[Text section]
==============================
The approach we have outlined here differs considerably from our current DNA vaccine efforts, which are based on a gene-by- gene characterization process11, and from the expression library immunization (ELI) approach pioneered by Johnston and colleagues12 of cloning the entire genome into plasmids, assessing protective efficacy of large pools in mice, and then systematically identifying the protective genes through sibling selection. ELI is not appropriate for P. falciparum, both because the parasite does not infect mice and because the gene density in P. falciparum, based on the chromosome 2 sequence, is relatively low. An alternative approach, which we believe should be pursued, would be a 'targeted' ELI using ORFs from a rodent malaria species such as P. yoelii. The P. falciparum orthologues of protective P. yoelii genes could then be identified by sequence comparison.

We have used P. falciparum as a model to develop a systematic strategy for translating genomic sequence data into new vaccines. The steps are complementary to other approaches, including establishment of stage-specific expression of mRNA and attempts to predict subcellular localization from genomic sequence. However, our approach differs substantially in that we propose immediate construction of immunogens, use of antisera for establishing stage-specific protein expression and localization, and a rapid path toward clinical testing. In contrast to traditional vaccine development approaches, our strategy provides a means to rapidly use vast quantities of genomic sequence data for vaccine development regardless of the pathogen, and thus will greatly accelerate the screening of essential vaccines.

For P. falciparum, this approach would, at a minimum, provide data on the stage-specific expression and localization of most proteins in the genome and the association between mRNA and protein expression. Even more importantly, it will provide a systematic database against which the accuracy of current structure and localization predicting algorithms can be tested and refined. Finally, this approach will provide a repository of DNA vaccine plasmids encoding every protein in the genome that would be available to scientists throughout the world. Such data and reagents would be useful for drug and vaccine development, and for study of the parasite's biology.

Advances in microbial genomic sequencing and the publishing of 16 microbial genomes in the last 3 years have been made possible in part by incremental advances in sequencing technology, and bioinformatics. Nonetheless, for chromosome 2, painstaking preparation of DNA and sequencing libraries, tens of thousands of sequencing reactions, a year of assembly, closure, and annotation, and more than US$1.5 million were required to produce and validate the sequence of 3 percent of the P. falciparum genome. This same process is now being used for the rest of the P. falciparum genome, and for those of many other complex pathogens. Any approach to using these sequence data for vaccine development that does not envision the same degree of investment and effort would be shortsighted, inefficient, and potentially wasteful. In the case of malaria, which kills 3,000–10,000 children every day, it could be lethal.

Scheme for development of a malaria pre-erythrocytic vaccinome. DNA vaccine plasmids are constructed from each of the thousands of identified open reading frames in the genome and used to immunize groups of mice. Antisera from each immunized group is then used to identify the proteins expressed in irradiated sporozoite-infected hepatocytes. From the protein sequence of hundreds of expressed proteins, the full complement of degenerate HLA superfamily binding motifs are selected and validated experimentally. The DNA sequences of the selected T-cell epitopes are linked together on numerous plasmids. The result is the production of a vaccine comprised of tens to hundreds of DNA vaccine plasmids each containing dozens of individual T cell epitopes.
==============================
[Collected material]

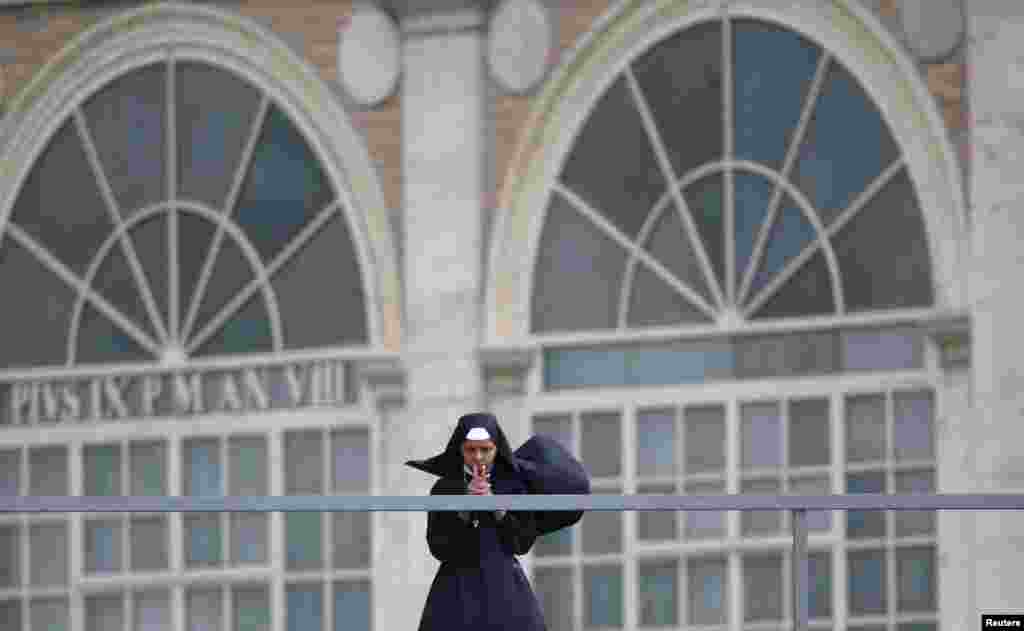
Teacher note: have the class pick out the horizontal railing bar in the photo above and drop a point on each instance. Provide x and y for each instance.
(34, 504)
==============================
[Activity A]
According to the malaria vaccine passage, how much money was required to produce and validate the sequence of chromosome 2?
[Activity B]
Reproduce the malaria vaccine passage word for word, starting at "For P. falciparum, this" and ending at "the parasite's biology.".
Rely only on the malaria vaccine passage.

[Exercise response A]
More than US$1.5 million.

[Exercise response B]
For P. falciparum, this approach would, at a minimum, provide data on the stage-specific expression and localization of most proteins in the genome and the association between mRNA and protein expression. Even more importantly, it will provide a systematic database against which the accuracy of current structure and localization predicting algorithms can be tested and refined. Finally, this approach will provide a repository of DNA vaccine plasmids encoding every protein in the genome that would be available to scientists throughout the world. Such data and reagents would be useful for drug and vaccine development, and for study of the parasite's biology.